DIRECTIONS FOR THIS TASK: Look through the data below and, wherever a line carries the word "distant", please copy that line.
Start of SOURCE INFORMATION
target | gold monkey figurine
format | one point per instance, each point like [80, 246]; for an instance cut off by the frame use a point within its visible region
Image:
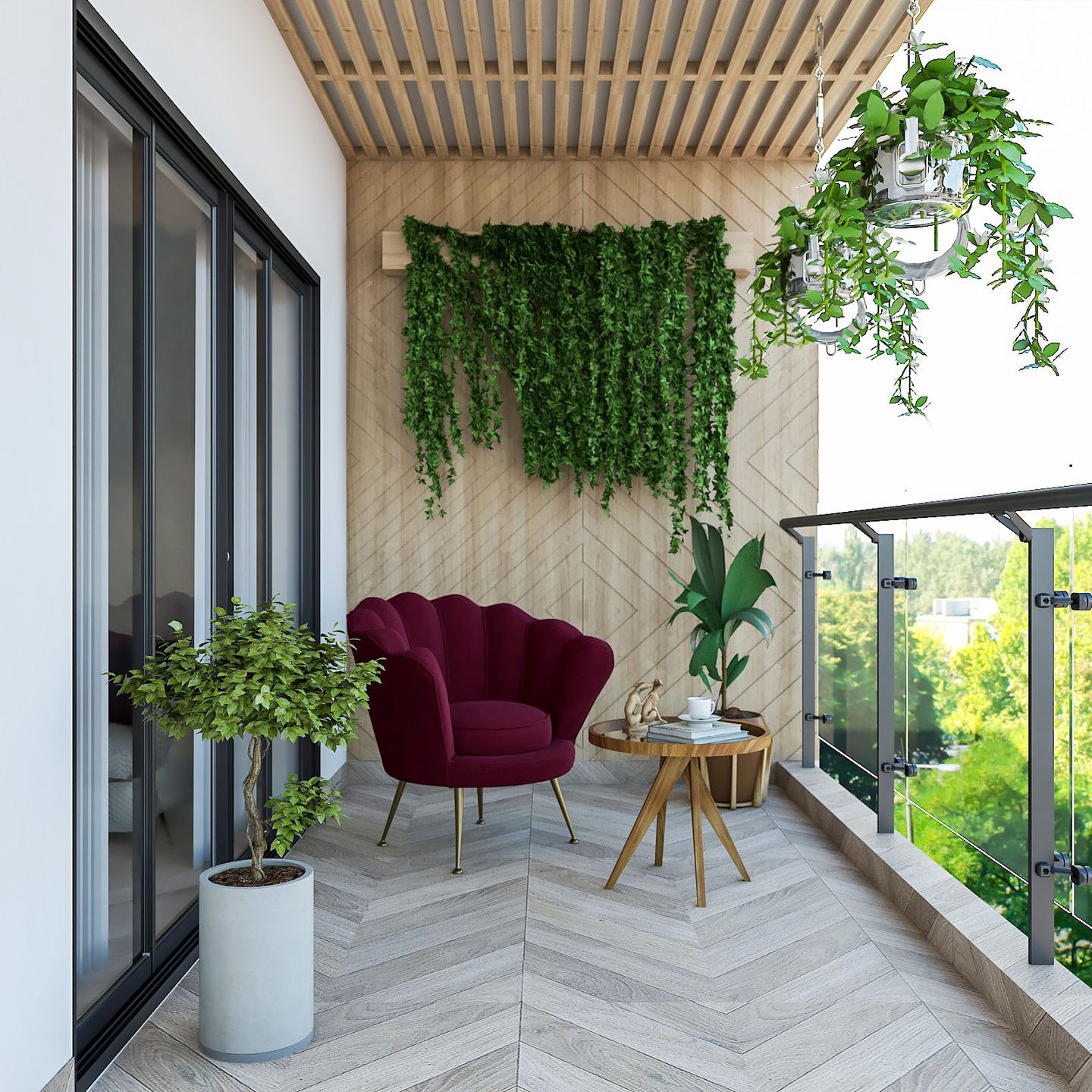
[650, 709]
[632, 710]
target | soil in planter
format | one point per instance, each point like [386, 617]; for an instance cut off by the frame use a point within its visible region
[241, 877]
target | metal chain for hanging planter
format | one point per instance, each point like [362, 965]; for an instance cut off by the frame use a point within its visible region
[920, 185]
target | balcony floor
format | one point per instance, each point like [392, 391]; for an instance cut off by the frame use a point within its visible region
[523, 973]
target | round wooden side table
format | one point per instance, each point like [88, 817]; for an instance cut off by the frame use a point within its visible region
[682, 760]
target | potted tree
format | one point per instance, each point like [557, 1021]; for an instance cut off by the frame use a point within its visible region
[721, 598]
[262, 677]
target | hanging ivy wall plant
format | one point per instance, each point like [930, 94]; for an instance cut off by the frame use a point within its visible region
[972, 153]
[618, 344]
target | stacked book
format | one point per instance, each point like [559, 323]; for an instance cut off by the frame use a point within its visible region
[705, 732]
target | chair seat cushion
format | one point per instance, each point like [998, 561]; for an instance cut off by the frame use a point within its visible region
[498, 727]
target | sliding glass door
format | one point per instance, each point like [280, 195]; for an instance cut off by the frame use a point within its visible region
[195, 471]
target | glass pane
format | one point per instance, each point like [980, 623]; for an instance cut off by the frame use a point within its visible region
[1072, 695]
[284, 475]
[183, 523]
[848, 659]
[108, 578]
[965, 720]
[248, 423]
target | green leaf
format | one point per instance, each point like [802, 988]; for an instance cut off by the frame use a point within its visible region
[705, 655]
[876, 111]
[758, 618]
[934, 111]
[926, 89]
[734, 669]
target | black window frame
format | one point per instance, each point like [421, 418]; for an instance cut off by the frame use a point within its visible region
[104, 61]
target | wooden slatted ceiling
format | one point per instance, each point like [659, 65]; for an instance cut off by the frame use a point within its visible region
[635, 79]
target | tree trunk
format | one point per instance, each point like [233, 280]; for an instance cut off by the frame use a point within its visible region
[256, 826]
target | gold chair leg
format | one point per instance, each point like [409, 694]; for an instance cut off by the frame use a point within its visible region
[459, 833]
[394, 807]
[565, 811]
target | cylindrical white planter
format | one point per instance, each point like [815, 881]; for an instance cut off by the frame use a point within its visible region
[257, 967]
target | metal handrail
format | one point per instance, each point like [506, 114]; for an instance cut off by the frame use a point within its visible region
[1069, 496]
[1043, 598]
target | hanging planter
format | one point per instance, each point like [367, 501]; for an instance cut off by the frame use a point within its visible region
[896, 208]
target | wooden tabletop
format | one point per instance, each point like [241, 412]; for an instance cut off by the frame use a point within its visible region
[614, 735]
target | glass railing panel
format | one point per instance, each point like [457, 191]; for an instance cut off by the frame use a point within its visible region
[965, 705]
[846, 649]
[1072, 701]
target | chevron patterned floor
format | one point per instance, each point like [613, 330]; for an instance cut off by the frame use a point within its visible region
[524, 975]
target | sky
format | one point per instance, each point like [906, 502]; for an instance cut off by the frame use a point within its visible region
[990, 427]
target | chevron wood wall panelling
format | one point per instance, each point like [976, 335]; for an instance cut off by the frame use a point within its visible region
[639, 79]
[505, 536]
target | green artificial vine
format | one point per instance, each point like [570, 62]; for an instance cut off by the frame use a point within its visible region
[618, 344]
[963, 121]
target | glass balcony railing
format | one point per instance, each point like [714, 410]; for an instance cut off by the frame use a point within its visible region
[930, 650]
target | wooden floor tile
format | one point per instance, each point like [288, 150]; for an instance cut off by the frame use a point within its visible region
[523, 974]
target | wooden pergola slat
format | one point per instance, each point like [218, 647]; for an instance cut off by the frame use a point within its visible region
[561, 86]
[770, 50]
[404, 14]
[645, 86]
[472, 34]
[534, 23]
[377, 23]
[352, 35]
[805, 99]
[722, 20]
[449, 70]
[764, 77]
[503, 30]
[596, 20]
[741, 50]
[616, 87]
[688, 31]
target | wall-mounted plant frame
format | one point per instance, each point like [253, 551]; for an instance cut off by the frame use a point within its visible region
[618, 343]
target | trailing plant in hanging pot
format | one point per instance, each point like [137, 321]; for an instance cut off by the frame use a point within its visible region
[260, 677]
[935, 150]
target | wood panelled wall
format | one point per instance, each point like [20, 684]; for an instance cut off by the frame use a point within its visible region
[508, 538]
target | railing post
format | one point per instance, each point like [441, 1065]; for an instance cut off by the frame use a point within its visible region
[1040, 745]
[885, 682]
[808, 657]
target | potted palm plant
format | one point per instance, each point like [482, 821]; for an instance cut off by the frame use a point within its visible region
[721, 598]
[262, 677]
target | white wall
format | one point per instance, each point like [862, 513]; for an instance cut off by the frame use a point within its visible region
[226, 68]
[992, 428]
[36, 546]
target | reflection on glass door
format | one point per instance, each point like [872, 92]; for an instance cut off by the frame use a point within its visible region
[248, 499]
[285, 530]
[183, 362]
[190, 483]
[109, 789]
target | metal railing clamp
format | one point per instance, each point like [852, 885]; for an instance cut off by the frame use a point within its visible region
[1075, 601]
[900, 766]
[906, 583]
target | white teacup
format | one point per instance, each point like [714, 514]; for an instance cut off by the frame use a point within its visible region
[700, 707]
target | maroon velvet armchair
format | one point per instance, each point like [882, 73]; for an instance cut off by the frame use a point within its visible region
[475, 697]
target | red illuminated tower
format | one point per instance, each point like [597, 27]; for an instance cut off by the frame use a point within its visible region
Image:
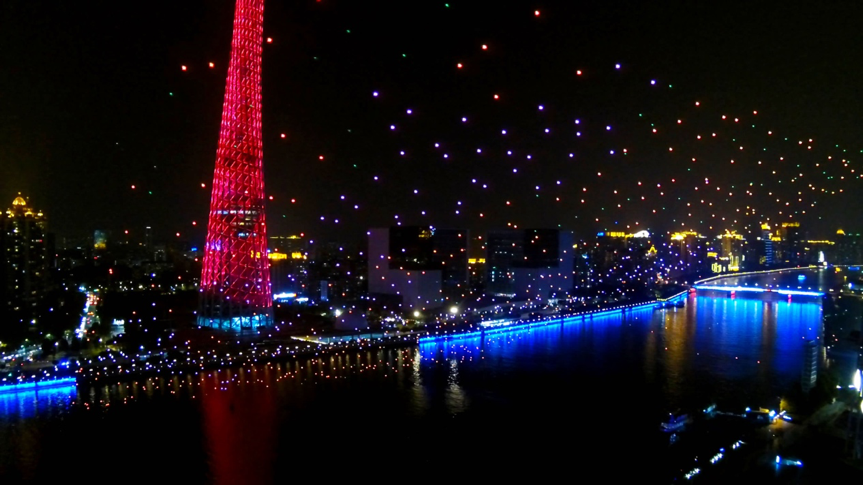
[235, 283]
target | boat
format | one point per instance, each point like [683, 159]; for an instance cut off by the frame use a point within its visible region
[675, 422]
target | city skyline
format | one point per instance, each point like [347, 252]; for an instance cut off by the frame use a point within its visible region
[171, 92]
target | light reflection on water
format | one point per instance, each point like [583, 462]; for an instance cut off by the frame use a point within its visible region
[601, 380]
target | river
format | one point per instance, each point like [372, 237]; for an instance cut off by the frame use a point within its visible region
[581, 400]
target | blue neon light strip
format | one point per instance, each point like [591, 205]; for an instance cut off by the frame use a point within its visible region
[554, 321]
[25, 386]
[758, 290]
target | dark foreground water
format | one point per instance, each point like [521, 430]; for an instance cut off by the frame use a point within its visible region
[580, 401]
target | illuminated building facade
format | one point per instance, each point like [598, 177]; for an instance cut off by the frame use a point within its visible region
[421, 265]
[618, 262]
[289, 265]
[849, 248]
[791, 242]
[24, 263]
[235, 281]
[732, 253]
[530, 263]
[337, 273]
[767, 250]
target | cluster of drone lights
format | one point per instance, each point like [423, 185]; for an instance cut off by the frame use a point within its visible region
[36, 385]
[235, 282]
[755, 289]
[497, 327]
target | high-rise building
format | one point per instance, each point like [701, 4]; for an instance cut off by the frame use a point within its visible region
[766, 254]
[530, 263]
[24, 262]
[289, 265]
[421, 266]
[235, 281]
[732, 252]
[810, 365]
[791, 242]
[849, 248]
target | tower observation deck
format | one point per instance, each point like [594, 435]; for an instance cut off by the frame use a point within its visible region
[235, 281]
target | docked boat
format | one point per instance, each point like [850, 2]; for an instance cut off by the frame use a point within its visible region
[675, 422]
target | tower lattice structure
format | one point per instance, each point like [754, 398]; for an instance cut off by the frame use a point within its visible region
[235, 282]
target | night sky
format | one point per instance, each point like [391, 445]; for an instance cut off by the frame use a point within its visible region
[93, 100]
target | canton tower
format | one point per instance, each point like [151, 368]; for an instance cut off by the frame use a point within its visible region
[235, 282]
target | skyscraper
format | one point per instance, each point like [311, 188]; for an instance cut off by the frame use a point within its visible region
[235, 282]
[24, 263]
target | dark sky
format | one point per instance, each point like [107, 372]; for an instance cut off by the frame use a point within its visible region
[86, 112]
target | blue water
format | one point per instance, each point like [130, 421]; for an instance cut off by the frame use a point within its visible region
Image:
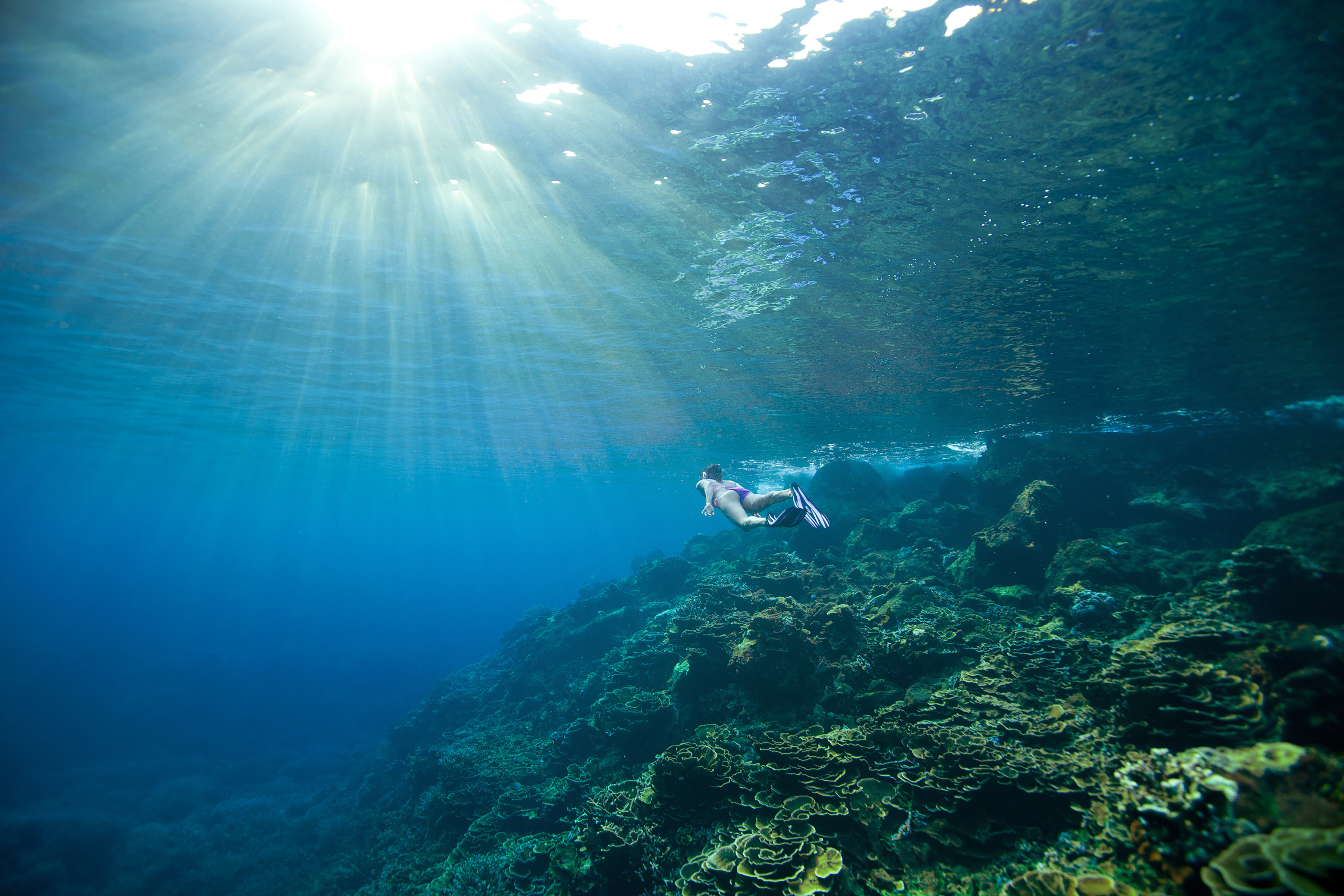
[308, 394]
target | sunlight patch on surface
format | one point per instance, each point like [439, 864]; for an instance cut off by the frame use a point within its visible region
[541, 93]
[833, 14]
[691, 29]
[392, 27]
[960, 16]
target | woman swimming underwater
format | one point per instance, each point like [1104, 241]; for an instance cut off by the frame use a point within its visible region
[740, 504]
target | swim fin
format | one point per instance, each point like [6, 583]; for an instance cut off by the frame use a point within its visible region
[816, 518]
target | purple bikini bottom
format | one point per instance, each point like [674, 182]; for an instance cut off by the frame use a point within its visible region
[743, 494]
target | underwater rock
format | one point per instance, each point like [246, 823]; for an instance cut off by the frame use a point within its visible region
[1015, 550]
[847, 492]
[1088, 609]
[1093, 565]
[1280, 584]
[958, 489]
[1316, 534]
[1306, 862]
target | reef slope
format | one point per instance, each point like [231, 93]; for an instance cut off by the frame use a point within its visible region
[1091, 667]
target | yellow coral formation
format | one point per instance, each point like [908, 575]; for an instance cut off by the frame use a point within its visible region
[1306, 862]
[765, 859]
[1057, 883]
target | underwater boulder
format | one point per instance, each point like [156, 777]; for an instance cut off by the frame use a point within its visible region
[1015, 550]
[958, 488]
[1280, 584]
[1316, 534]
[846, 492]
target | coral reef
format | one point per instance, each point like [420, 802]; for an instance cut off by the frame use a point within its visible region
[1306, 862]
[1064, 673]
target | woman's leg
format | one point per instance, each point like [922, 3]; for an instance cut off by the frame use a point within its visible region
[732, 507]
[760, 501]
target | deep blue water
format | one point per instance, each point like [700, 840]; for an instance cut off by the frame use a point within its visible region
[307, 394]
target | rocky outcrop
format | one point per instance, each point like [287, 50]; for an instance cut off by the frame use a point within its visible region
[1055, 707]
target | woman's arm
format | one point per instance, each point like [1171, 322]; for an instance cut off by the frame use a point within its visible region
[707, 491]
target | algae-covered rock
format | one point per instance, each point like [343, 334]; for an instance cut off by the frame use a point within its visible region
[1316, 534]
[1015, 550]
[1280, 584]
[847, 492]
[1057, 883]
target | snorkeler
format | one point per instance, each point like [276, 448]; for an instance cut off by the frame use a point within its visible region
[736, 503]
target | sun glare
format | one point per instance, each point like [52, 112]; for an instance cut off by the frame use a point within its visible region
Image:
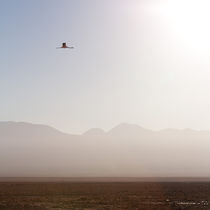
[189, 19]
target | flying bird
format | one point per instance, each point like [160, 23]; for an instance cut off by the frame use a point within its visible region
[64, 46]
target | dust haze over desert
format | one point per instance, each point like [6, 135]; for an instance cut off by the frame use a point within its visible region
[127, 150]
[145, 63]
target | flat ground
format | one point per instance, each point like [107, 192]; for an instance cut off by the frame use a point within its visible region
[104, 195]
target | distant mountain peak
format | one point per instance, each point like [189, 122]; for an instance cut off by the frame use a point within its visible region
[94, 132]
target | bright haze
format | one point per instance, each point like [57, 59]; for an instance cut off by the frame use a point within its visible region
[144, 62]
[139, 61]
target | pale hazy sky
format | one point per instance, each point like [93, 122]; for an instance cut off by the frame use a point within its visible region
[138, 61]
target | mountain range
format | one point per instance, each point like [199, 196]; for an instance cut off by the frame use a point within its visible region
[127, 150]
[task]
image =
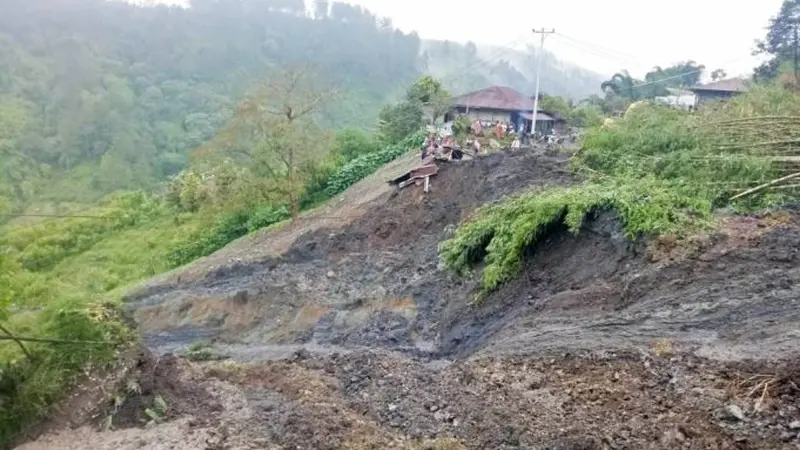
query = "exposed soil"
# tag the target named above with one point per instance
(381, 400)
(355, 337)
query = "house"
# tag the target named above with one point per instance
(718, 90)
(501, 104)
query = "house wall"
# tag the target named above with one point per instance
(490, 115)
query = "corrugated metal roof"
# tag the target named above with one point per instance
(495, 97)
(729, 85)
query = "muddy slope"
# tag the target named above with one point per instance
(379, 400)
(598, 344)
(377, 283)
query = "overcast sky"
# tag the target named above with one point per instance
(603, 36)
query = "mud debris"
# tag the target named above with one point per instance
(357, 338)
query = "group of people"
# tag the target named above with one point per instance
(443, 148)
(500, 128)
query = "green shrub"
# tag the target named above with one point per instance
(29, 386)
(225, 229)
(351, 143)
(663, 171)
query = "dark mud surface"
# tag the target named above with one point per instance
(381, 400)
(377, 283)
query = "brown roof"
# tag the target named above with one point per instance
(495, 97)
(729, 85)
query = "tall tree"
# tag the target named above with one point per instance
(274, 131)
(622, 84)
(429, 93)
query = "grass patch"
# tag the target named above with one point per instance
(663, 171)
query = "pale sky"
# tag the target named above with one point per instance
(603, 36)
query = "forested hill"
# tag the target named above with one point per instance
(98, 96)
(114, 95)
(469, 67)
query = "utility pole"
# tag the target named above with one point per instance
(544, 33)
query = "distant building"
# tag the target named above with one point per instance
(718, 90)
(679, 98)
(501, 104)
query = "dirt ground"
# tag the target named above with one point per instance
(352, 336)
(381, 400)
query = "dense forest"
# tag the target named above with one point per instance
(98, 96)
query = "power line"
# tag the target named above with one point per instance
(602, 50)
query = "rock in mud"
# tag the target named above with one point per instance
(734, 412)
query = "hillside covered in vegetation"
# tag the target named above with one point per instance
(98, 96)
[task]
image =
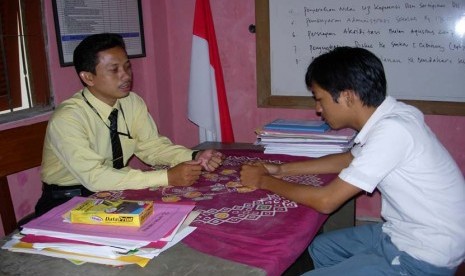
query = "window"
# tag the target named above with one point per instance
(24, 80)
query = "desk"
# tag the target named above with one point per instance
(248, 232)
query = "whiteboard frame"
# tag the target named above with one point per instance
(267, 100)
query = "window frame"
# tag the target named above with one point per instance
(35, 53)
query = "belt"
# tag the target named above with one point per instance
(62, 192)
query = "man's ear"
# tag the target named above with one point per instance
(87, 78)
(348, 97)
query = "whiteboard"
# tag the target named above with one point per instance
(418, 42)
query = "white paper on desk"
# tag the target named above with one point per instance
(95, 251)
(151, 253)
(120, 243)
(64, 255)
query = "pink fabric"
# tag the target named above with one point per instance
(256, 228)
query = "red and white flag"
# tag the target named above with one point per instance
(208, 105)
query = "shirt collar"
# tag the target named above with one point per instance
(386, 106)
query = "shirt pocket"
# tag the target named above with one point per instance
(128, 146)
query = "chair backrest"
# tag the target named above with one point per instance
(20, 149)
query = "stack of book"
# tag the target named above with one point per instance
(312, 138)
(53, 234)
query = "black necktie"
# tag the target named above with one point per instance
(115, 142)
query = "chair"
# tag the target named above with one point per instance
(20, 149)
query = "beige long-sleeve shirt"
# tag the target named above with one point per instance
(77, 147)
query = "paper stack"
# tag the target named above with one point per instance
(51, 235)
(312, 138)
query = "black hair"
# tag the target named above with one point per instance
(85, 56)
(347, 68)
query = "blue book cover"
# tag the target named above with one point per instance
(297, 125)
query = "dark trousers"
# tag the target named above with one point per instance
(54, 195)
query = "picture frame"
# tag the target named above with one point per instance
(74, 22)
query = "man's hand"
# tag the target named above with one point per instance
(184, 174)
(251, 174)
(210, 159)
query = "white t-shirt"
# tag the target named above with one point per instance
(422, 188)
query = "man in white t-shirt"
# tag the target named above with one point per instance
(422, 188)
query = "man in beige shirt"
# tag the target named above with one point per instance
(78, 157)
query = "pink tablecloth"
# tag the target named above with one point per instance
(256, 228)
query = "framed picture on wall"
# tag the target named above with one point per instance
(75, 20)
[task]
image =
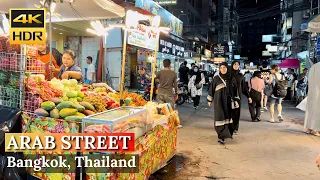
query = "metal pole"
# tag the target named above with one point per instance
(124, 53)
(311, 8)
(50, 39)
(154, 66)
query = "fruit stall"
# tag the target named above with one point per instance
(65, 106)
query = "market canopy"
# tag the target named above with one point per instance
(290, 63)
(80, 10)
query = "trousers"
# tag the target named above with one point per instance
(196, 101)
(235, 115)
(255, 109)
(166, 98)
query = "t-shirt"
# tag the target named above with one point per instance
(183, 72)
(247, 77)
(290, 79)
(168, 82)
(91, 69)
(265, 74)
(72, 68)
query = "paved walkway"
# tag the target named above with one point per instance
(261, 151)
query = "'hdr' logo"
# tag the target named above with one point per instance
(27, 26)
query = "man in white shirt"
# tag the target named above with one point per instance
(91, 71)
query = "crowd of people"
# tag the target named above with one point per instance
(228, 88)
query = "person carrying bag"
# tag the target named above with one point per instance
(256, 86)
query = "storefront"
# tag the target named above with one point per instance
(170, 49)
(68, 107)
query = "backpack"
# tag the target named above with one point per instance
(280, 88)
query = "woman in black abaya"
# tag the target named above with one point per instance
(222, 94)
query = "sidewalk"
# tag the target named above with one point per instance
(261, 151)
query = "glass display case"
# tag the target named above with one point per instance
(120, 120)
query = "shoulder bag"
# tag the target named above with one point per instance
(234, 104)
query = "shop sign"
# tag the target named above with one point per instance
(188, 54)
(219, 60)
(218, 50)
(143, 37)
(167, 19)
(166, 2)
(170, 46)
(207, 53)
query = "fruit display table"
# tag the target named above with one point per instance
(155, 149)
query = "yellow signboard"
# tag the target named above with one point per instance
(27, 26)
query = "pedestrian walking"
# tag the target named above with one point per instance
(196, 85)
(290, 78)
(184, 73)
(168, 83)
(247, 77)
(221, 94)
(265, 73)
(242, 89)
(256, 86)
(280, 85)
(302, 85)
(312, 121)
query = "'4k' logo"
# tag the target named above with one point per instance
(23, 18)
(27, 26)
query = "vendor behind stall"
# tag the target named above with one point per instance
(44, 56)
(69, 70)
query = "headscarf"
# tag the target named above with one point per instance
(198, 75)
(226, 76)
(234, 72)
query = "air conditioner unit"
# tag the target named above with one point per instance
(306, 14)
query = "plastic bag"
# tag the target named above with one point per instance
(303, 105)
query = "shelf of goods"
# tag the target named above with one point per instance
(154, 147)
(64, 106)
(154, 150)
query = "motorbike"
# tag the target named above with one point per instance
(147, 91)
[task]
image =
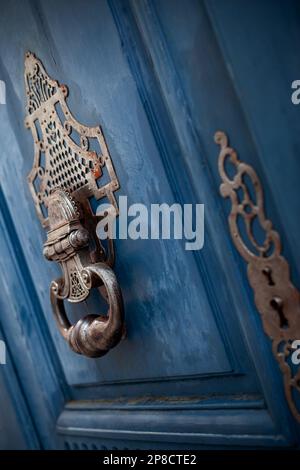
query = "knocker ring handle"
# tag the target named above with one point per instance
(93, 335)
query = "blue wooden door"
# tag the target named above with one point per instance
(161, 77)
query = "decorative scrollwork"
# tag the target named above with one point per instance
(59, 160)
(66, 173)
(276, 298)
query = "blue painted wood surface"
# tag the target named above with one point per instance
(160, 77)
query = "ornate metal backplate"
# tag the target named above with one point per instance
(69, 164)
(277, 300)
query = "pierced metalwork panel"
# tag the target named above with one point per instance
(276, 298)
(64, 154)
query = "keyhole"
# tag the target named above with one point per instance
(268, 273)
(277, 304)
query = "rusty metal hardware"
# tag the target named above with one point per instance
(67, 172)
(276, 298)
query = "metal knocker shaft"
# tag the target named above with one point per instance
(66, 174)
End of SOURCE INFORMATION
RESPONSE AREA:
target | distant mountain peak
query = "distant building"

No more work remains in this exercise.